- ESTRATTO
________________________________________

Le mancate riforme e l'Europeo congiunto, ora il passo indietro di Mancini 9 giorni dopo avergli dato pieni poteri: Gravina, di male in peggio dopo la disfatta di Palermo
Lo scorso 4 agosto la Federazione Italiana Giuoco Calcio aveva annunciato pieni poteri per Roberto Mancini. Non più solo commissario tecnico, ma anche coordinatore della Nazionale Under 21 e dell'Under 20 per imporre a chi era appena sotto nella scala gerarchica di giocare con lo stesso modulo.
Con quella decisione la FIGC confermava e rimarcava la fiducia in un ct che esattamente nove giorni dopo ha annunciato le sue dimissioni. Tra lo stupore generale.
Qualcosa evidentemente s'era incrinato. Gli ultimi 14 mesi sono stati un susseguirsi di nuove idee e ripensamenti, il totale smarrimento di quella coerenza che ha accompagnato l'Italia fino alla vittoria dell'Europeo ma che poi s'è dissolta: fino alla disfatta di Palermo in nome della riconoscenza, poi per l'incapacità di dare una nuova visione a una Italia che è arrivata a Wembley dopo tre anni di risultati positivi e successivamente ha incassato otto sconfitte e sei pareggi in 23 partite.

________________________________________

Dati di etichettatura a punti su foto
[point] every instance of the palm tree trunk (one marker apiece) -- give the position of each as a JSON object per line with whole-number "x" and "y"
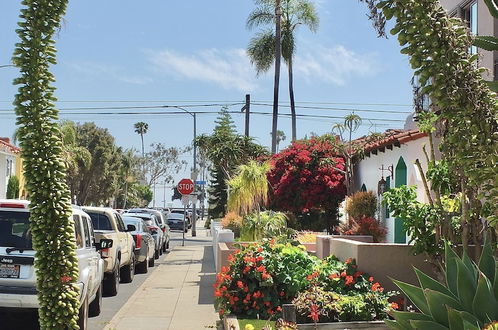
{"x": 291, "y": 96}
{"x": 278, "y": 55}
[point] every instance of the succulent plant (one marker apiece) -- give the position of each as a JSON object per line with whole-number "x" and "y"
{"x": 467, "y": 301}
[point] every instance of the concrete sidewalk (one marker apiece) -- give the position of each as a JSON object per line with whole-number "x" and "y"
{"x": 178, "y": 295}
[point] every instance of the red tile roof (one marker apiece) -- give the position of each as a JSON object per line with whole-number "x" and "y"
{"x": 5, "y": 145}
{"x": 390, "y": 137}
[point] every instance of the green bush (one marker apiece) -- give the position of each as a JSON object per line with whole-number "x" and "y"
{"x": 13, "y": 187}
{"x": 468, "y": 300}
{"x": 362, "y": 204}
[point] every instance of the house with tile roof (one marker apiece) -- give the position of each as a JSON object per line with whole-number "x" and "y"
{"x": 389, "y": 161}
{"x": 9, "y": 163}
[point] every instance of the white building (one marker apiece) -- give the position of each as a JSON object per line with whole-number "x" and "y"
{"x": 8, "y": 155}
{"x": 392, "y": 158}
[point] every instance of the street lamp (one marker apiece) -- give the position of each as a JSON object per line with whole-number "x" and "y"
{"x": 194, "y": 214}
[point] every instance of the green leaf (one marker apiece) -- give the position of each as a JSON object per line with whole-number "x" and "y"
{"x": 427, "y": 325}
{"x": 487, "y": 262}
{"x": 395, "y": 326}
{"x": 485, "y": 302}
{"x": 486, "y": 42}
{"x": 455, "y": 319}
{"x": 427, "y": 282}
{"x": 466, "y": 286}
{"x": 437, "y": 303}
{"x": 415, "y": 294}
{"x": 451, "y": 268}
{"x": 404, "y": 318}
{"x": 493, "y": 7}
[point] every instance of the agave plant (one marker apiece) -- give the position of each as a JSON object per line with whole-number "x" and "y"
{"x": 467, "y": 301}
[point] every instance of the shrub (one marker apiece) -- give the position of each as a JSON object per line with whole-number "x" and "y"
{"x": 362, "y": 204}
{"x": 366, "y": 226}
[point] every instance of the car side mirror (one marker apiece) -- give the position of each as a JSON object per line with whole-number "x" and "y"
{"x": 104, "y": 244}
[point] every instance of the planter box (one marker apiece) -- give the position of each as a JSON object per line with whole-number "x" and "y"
{"x": 344, "y": 326}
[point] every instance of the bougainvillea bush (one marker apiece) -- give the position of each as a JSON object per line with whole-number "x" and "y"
{"x": 263, "y": 276}
{"x": 308, "y": 175}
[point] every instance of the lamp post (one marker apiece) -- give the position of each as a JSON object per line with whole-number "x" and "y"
{"x": 194, "y": 214}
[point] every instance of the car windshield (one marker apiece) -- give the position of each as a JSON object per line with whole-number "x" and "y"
{"x": 14, "y": 230}
{"x": 100, "y": 221}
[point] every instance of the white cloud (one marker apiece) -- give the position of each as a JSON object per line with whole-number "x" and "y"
{"x": 231, "y": 69}
{"x": 336, "y": 65}
{"x": 109, "y": 72}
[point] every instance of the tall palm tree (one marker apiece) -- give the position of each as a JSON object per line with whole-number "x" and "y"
{"x": 141, "y": 128}
{"x": 262, "y": 48}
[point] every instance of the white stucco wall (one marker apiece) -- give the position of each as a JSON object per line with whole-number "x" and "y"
{"x": 368, "y": 171}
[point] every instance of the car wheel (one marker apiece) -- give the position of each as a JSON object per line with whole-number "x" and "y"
{"x": 83, "y": 315}
{"x": 142, "y": 267}
{"x": 111, "y": 284}
{"x": 128, "y": 271}
{"x": 96, "y": 304}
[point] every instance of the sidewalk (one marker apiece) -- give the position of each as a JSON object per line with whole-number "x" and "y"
{"x": 178, "y": 295}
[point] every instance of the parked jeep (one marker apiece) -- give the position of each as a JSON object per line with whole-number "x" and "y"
{"x": 17, "y": 273}
{"x": 119, "y": 260}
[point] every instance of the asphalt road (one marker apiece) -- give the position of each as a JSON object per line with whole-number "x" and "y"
{"x": 11, "y": 319}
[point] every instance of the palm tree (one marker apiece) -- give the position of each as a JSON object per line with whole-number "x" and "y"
{"x": 261, "y": 49}
{"x": 141, "y": 128}
{"x": 249, "y": 189}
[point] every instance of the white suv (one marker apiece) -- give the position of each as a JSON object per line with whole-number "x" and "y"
{"x": 17, "y": 273}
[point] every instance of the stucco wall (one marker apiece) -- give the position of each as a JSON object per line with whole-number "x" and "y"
{"x": 368, "y": 171}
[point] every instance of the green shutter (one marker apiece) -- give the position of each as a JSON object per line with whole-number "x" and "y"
{"x": 400, "y": 179}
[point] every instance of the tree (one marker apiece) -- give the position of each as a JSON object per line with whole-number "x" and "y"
{"x": 349, "y": 150}
{"x": 225, "y": 150}
{"x": 161, "y": 162}
{"x": 465, "y": 109}
{"x": 141, "y": 128}
{"x": 51, "y": 225}
{"x": 308, "y": 175}
{"x": 248, "y": 190}
{"x": 262, "y": 48}
{"x": 96, "y": 184}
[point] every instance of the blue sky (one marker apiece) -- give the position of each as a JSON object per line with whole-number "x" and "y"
{"x": 156, "y": 52}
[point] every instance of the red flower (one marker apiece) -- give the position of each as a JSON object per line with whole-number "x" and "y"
{"x": 349, "y": 280}
{"x": 314, "y": 315}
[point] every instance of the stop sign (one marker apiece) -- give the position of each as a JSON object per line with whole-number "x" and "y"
{"x": 185, "y": 186}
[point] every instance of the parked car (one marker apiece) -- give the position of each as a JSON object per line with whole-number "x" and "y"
{"x": 145, "y": 245}
{"x": 163, "y": 224}
{"x": 17, "y": 257}
{"x": 119, "y": 261}
{"x": 153, "y": 226}
{"x": 176, "y": 222}
{"x": 189, "y": 216}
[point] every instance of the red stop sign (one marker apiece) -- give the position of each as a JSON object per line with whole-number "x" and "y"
{"x": 185, "y": 186}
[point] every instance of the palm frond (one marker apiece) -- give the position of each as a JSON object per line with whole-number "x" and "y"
{"x": 261, "y": 51}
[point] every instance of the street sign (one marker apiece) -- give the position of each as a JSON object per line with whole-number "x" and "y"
{"x": 185, "y": 186}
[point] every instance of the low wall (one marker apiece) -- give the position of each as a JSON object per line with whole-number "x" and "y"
{"x": 323, "y": 242}
{"x": 382, "y": 260}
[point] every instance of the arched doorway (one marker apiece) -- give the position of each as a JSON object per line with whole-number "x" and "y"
{"x": 400, "y": 179}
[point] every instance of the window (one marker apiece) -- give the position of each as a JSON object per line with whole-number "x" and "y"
{"x": 77, "y": 231}
{"x": 88, "y": 239}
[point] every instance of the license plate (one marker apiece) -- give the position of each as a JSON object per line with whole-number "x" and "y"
{"x": 9, "y": 271}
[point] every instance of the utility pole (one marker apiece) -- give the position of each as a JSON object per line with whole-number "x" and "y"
{"x": 247, "y": 109}
{"x": 194, "y": 203}
{"x": 278, "y": 55}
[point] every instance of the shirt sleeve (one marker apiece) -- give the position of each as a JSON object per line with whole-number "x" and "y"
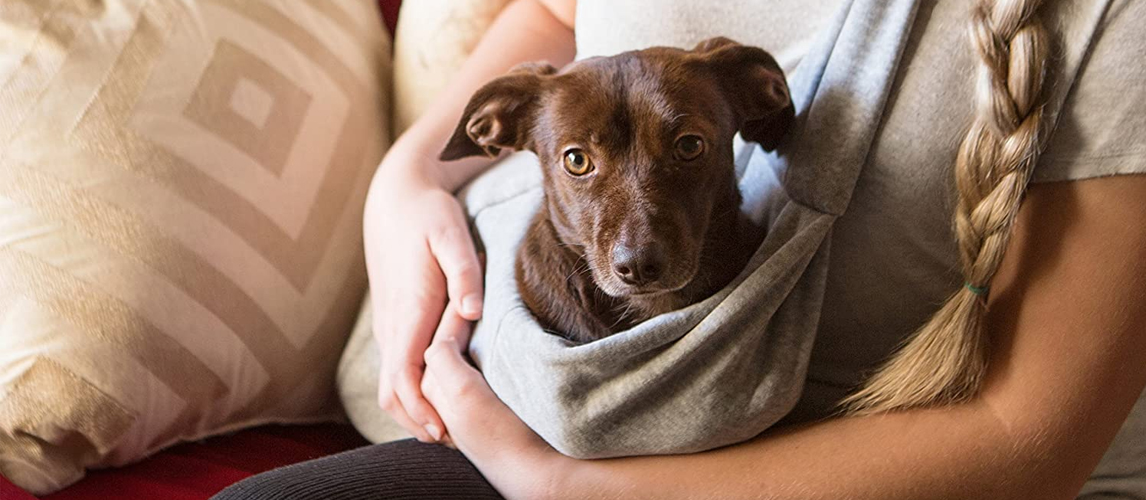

________________________________________

- ISTRUZIONE A
Nelle righe di etichettatura a punti, ripeti alla lettera il tratto che parte dalla riga contenente "[point] every instance of the utility" e arriva fino all'ultima riga, entrambe comprese. Escludi le immagini dalla risposta.
- ISTRUZIONE B
Prosegui l'articolo sulle dimissioni di Mancini dal punto in cui si interrompe.

- RISULTATO FINALE A
[point] every instance of the utility pole (one marker apiece) -- give the position of each as a JSON object per line with whole-number "x" and "y"
{"x": 247, "y": 109}
{"x": 194, "y": 203}
{"x": 278, "y": 55}
[point] every instance of the shirt sleeve (one marker apiece) -- give the position of each as a JSON object per line with whole-number "x" and "y"

- RISULTATO FINALE B
C'è stata un'Italia fino all'estate 2021 e un'altra dopo. E le due squadre poco o nulla hanno in comune se non i nomi, i volti. La vittoria dell'Europeo resta un pagina bellissima e indimenticabile del nostro calcio. Resta nella storia. Eppure sarebbe dovuta bastare la disfatta di Palermo, l'onta del secondo Mondiale consecutivo mancato, per portare Mancini e Gravina a fare un passo indietro perché quella serata nerissima non fu frutto del caso, ma figlia di costanti e sempre più evidenti passi indietro partita dopo partita. Una disfatta che avrebbe almeno imposto una pausa di riflessione e invece Gravina, dopo il gol di Trajkovski, fu il primo a presentarsi nella sala stampa dello stadio Renzo Berbera per annunciare che sarebbe andato avanti. E con lui il ct. E con loro risultati che non sono più tornati.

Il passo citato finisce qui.